> USANDO AS INFORMAÇÕES:
a) Responda às perguntas abaixo com base no texto sobre os cadernos de Picasso.
(i) Quem dirige a fundação de Madri que colabora com a exposição?
(ii) Por qual valor a Femme à la montre foi vendida na Sotheby’s?
(iii) Qual era o nome da exposição inaugural de cadernos realizada em 1986?
b) Passe para o inglês esta frase do texto sobre os cadernos de Picasso: «Ele soou quase evangélico quando exortou os jovens presentes a reconhecerem que “todos nesta sala veem o mundo de forma diferente por causa de Pablo Picasso”.»

> TEXTO DE LEITURA:
┄┄┄┄┄┄┄┄┄┄┄┄┄┄┄┄┄┄┄┄
Durante um verão na agradável Biarritz, ele pintou em tela, mas também manteve esse caderno por perto, preenchendo-o com cenas de sua vila, da praia e da cidade, além de esboços de pinturas futuras. Ele também redigiu uma carta ao médico de sua esposa e listou endereços de amigos.
A exposição, aberta sexta-feira, 10, é uma colaboração com a fundação de Madri dirigida por um neto de Picasso, Bernard Ruiz-Picasso. Ela ocorre quase quarenta anos depois da exposição inaugural de cadernos em 1986, chamada ‘Je Suis le Cahier (Eu sou o caderno)’, em homenagem a uma anotação que Picasso fez em um de seus blocos – que depois percorreu o mundo.
A mostra chega em um momento movimentado para o acervo de Picasso: em Nova York, nesta mesma semana, a famosa Femme à la montre, de 1932, retratando sua musa Marie-Thérèse Walter, foi vendida por US$ 139,4 milhões na Sotheby’s na noite de quarta-feira, tornando-se o segundo Picasso mais valioso já vendido em leilão.
“Ele é o maior artista do período moderno e, em muitos aspectos, se considerava um caderno de desenho”, disse o CEO da Pace, Marc Glimcher, falando para uma plateia durante uma prévia na quinta-feira, referindo-se aos esforços de Picasso para refinar seu trabalho por meio de inúmeros esboços.
Ele soou quase evangélico quando exortou os jovens presentes a reconhecerem que “todos nesta sala veem o mundo de forma diferente por causa de Pablo Picasso”.
Em entrevista, Glimcher explicou que sente que é preciso relembrar ao mundo as realizações de Picasso neste momento de nossa cultura em que, disse ele, parece que tudo e todos estão sendo questionados de novo. Ele também observou o que chamou de efeito ícone: “Quando algo se torna tão icônico assim, fica necessariamente simplificado demais”, disse ele. “As pessoas dizem: ‘Ah, Picasso, já conheço’. Temos que nos assegurar de que as pessoas conhecem de verdade”.
┄┄┄┄┄┄┄┄┄┄┄┄┄┄┄┄┄┄┄┄
> DADOS PARA ANÁLISE:

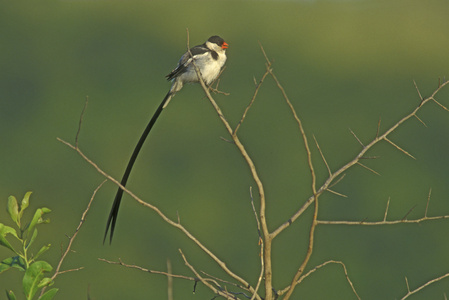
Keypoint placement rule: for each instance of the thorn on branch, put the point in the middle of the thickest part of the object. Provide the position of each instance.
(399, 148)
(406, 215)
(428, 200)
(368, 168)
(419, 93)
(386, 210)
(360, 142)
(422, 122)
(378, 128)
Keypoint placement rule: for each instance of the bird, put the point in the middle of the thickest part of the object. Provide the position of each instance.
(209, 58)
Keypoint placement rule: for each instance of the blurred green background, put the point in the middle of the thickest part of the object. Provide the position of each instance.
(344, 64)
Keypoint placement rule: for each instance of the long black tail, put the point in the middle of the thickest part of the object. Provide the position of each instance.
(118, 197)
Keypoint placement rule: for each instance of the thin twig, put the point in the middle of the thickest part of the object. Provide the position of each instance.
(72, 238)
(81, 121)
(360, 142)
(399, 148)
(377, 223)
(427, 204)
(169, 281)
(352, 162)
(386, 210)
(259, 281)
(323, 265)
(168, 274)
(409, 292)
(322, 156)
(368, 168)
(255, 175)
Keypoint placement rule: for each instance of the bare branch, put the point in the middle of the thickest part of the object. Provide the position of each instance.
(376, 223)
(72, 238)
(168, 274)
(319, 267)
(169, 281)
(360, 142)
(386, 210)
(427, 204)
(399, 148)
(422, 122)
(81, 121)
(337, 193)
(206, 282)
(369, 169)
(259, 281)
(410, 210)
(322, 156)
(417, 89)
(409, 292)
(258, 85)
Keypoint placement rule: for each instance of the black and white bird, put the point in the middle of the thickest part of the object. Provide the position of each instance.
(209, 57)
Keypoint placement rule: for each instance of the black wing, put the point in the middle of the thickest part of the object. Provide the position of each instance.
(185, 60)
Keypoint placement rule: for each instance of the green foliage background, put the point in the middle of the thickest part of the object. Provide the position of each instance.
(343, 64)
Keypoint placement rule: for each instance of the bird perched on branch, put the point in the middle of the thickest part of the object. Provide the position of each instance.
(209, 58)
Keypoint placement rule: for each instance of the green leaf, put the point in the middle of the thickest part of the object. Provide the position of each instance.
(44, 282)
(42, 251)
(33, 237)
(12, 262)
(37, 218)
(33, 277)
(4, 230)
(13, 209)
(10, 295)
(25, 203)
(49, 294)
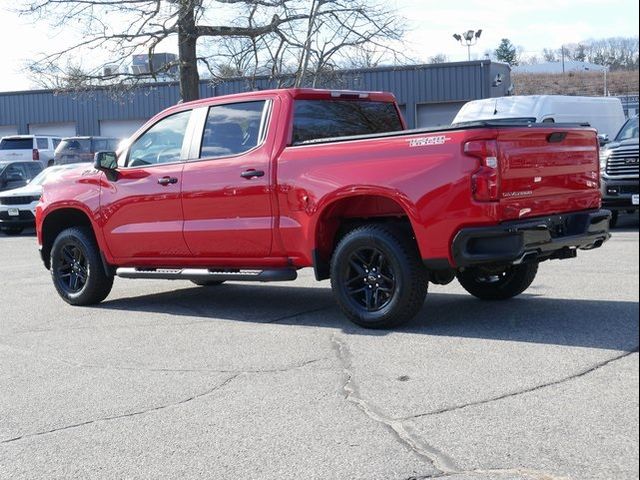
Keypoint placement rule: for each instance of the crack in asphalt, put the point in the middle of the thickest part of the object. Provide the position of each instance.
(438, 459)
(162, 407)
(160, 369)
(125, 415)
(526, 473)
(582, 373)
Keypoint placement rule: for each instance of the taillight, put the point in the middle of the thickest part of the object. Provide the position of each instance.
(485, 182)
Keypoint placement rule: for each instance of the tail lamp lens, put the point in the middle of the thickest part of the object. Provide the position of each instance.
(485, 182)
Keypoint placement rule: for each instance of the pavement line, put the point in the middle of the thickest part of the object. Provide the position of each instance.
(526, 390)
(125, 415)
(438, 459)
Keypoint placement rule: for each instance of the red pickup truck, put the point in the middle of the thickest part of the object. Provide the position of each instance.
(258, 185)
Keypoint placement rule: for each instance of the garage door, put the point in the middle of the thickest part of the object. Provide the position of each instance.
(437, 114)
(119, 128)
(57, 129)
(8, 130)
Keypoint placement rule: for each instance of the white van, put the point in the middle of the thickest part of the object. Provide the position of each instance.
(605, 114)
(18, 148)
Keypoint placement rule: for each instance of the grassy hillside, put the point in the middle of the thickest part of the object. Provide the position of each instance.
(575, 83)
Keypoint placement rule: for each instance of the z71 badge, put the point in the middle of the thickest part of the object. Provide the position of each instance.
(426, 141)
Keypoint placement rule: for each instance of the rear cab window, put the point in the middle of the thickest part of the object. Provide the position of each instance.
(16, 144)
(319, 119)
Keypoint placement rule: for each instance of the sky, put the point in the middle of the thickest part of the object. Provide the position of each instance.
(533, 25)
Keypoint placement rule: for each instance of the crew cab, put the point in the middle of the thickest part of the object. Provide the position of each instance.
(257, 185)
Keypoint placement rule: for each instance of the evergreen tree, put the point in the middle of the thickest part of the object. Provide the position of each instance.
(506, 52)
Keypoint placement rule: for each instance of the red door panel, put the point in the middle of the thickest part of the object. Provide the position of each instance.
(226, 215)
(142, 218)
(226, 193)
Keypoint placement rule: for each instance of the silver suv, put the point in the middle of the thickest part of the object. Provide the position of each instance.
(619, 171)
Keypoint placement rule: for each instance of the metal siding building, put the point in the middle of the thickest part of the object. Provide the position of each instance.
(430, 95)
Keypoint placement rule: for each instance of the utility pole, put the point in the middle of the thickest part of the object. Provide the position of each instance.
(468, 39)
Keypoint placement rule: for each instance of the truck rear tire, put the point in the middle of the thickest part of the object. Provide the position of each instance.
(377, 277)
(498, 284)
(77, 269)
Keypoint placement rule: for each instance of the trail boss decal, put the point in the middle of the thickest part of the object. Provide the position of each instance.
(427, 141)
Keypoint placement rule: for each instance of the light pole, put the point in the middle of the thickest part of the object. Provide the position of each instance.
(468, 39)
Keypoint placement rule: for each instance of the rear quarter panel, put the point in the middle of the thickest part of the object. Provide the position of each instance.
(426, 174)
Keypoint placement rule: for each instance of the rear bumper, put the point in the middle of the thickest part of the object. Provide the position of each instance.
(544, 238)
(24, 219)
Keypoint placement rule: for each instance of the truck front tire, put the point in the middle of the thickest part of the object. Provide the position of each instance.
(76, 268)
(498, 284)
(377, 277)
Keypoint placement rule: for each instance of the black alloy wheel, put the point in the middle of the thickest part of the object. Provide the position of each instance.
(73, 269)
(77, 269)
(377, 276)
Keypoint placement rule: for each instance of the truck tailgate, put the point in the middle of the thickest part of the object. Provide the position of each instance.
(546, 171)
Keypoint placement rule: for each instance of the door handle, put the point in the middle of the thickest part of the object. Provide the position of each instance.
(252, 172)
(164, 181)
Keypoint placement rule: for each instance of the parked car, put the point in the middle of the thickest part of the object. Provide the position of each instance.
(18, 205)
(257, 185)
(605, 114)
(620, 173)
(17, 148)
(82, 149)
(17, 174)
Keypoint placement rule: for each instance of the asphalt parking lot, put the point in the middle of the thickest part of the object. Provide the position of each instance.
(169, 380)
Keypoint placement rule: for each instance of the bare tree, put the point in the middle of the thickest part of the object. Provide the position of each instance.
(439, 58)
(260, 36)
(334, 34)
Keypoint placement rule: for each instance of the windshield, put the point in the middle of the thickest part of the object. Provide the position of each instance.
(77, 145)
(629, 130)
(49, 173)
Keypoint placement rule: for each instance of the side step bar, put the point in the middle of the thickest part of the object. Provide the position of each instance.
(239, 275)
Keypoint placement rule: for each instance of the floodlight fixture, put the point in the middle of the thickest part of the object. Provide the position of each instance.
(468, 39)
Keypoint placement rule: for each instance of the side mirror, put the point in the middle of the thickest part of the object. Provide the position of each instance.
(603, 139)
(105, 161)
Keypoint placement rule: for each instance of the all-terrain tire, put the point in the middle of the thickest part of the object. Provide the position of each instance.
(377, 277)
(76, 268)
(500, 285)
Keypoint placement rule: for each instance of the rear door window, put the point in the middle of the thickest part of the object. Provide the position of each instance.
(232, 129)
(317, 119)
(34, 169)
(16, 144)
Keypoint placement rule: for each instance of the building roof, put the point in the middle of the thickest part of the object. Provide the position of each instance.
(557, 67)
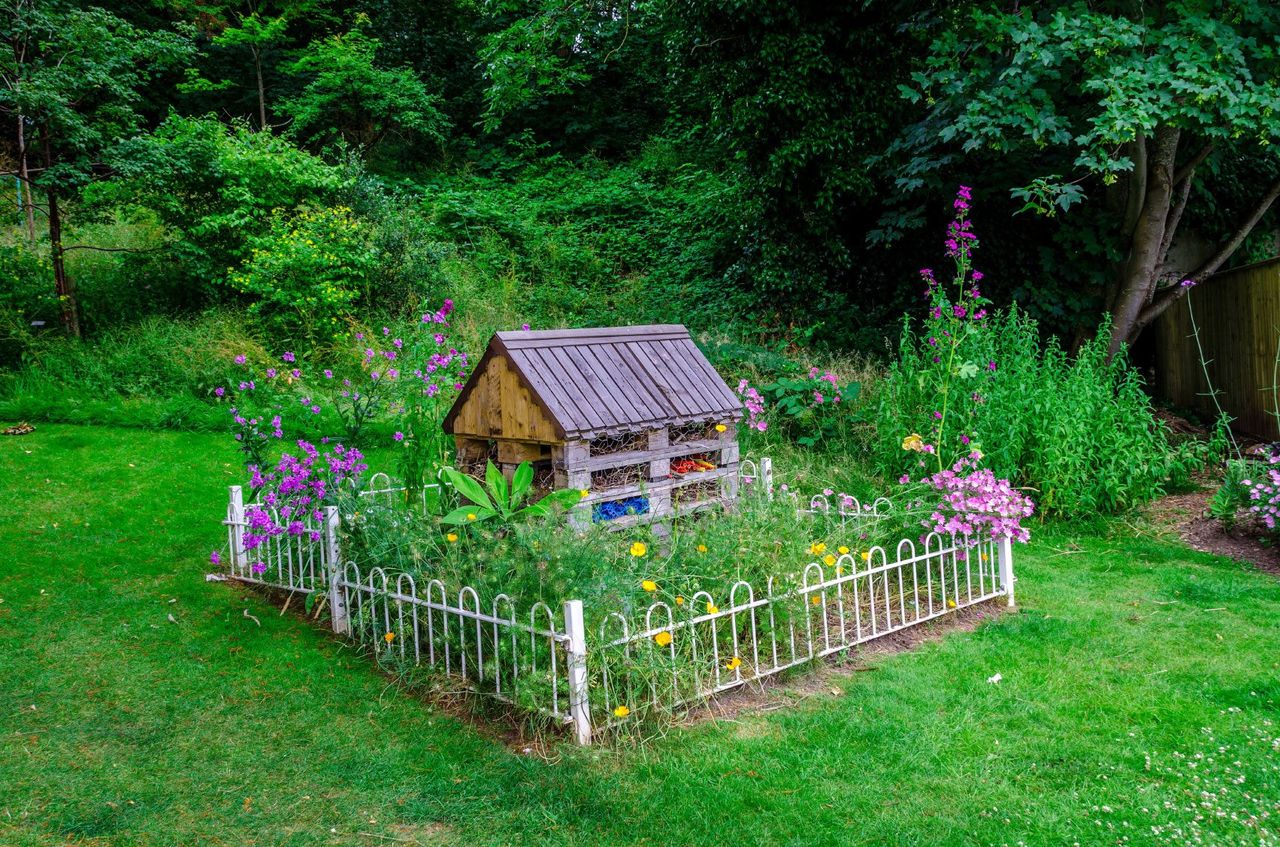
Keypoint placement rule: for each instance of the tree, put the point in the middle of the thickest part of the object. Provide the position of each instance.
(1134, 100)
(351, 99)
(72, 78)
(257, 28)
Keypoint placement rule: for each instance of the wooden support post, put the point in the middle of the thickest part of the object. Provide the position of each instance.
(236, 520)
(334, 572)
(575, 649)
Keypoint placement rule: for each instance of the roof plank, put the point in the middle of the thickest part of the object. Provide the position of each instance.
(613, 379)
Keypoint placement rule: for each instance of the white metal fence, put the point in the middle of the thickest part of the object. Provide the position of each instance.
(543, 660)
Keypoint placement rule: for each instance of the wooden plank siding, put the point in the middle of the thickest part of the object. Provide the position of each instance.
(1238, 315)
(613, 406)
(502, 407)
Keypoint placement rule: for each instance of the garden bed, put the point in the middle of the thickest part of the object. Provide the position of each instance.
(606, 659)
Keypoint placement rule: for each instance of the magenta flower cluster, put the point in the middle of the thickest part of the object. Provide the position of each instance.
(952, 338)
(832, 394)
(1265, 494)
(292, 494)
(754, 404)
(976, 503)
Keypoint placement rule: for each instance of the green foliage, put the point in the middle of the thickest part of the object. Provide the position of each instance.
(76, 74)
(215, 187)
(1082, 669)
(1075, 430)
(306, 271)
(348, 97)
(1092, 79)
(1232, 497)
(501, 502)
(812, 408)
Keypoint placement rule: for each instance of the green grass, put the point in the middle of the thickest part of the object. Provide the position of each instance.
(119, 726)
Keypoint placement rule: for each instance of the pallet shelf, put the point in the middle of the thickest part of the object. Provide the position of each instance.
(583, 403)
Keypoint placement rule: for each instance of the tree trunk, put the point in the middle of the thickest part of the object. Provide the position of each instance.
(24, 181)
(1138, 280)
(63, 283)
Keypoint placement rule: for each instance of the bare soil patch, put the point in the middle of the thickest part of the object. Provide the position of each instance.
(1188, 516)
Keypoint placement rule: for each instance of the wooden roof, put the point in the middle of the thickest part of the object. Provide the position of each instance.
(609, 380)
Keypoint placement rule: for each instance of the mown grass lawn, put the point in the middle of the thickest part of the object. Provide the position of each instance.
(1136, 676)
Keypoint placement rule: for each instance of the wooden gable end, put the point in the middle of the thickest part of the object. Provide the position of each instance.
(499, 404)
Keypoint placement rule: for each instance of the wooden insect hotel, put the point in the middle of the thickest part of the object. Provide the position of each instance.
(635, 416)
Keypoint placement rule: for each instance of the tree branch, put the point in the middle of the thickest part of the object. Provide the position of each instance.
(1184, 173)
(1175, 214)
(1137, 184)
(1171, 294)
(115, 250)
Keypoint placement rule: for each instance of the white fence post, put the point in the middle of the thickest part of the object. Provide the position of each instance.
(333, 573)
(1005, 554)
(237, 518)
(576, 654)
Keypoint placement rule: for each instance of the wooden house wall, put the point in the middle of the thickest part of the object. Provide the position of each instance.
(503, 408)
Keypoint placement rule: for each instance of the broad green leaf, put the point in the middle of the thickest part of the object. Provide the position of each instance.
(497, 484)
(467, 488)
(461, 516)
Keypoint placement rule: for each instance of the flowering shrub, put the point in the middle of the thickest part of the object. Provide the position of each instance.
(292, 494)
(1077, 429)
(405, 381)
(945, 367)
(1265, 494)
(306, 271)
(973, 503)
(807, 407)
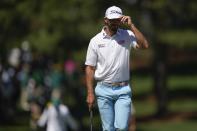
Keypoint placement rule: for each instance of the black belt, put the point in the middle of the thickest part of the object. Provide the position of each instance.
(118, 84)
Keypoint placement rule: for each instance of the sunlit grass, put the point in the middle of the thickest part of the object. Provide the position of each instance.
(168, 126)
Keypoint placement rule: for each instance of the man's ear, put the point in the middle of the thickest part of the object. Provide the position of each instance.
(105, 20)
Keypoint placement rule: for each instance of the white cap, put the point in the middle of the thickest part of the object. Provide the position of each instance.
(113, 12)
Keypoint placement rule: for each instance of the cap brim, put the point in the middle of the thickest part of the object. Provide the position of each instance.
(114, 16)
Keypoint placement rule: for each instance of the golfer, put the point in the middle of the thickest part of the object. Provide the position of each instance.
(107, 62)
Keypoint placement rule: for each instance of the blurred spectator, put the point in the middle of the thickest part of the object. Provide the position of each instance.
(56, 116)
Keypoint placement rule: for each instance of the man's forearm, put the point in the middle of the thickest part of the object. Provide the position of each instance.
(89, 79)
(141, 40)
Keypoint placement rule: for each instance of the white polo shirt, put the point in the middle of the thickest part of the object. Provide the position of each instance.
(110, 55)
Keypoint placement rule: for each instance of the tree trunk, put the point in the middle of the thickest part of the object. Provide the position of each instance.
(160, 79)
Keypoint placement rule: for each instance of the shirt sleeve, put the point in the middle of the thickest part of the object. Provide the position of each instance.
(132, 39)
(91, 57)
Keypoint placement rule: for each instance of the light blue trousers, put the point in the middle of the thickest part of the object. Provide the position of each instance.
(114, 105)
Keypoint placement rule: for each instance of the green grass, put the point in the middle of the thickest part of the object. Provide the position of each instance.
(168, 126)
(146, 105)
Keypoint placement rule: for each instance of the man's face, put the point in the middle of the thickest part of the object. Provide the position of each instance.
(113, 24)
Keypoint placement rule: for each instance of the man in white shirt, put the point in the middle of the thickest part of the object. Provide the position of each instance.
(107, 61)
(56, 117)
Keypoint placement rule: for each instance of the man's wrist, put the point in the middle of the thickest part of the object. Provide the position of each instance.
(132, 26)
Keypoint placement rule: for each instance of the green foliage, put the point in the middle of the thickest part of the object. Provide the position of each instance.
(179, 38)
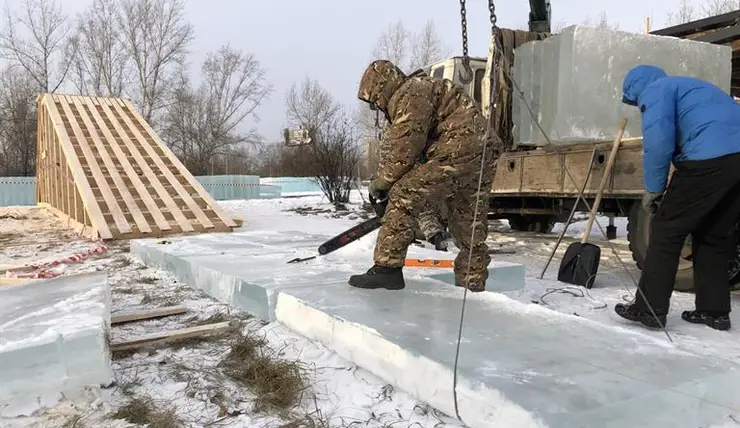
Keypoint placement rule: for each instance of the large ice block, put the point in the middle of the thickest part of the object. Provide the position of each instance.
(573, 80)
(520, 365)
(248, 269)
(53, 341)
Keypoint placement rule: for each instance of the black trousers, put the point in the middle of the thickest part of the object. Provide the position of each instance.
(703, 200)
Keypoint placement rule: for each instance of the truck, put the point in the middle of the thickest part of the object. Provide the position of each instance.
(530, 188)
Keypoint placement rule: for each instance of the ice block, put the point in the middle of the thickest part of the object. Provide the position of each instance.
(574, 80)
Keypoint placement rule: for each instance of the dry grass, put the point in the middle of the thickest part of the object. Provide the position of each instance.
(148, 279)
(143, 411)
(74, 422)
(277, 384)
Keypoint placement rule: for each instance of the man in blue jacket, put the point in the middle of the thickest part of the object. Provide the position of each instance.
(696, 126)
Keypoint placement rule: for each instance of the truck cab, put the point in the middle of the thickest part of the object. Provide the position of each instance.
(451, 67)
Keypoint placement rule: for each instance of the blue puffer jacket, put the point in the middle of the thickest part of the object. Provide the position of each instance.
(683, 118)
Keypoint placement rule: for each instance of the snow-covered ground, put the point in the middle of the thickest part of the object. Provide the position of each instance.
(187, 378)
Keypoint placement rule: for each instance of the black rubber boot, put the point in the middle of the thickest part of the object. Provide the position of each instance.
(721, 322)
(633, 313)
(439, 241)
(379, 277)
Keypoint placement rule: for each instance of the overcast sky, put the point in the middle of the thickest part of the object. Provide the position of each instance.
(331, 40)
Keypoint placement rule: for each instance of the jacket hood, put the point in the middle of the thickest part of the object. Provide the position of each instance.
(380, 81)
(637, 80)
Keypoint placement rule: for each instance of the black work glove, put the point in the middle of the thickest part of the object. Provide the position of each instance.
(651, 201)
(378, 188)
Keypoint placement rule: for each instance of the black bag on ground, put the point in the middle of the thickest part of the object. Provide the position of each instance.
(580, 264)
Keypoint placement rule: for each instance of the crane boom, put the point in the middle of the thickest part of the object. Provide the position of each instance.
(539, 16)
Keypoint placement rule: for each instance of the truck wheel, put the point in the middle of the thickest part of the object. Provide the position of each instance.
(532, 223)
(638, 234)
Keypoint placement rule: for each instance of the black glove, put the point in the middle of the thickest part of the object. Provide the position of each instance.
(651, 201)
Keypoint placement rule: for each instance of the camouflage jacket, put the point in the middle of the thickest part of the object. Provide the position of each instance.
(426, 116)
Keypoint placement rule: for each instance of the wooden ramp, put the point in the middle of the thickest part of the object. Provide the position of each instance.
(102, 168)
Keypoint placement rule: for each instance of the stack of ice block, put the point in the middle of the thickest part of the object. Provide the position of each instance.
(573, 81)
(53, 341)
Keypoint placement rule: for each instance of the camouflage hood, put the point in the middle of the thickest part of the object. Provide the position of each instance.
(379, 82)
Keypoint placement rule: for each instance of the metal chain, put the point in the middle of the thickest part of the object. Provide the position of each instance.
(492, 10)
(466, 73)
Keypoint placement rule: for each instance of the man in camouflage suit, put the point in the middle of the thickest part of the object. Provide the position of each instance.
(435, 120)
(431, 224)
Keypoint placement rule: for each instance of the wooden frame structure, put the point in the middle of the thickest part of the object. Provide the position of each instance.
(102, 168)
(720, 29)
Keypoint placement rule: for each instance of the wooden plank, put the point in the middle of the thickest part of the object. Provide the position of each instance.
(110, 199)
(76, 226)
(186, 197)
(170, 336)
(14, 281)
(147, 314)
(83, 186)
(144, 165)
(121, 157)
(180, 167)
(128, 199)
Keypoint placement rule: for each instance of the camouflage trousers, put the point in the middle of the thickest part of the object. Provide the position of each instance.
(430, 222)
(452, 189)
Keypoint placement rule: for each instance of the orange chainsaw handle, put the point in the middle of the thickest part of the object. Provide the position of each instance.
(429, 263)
┄┄┄┄┄┄┄┄┄┄┄┄┄┄┄┄┄┄┄┄
> RESPOSTAS DAS ATIVIDADES:
a)
(i) Bernard Ruiz-Picasso, neto de Picasso.
(ii) Por US$ 139,4 milhões.
(iii) ‘Je Suis le Cahier (Eu sou o caderno)’.

b) He sounded almost evangelical when he urged the young people present to recognize that "everyone in this room sees the world differently because of Pablo Picasso."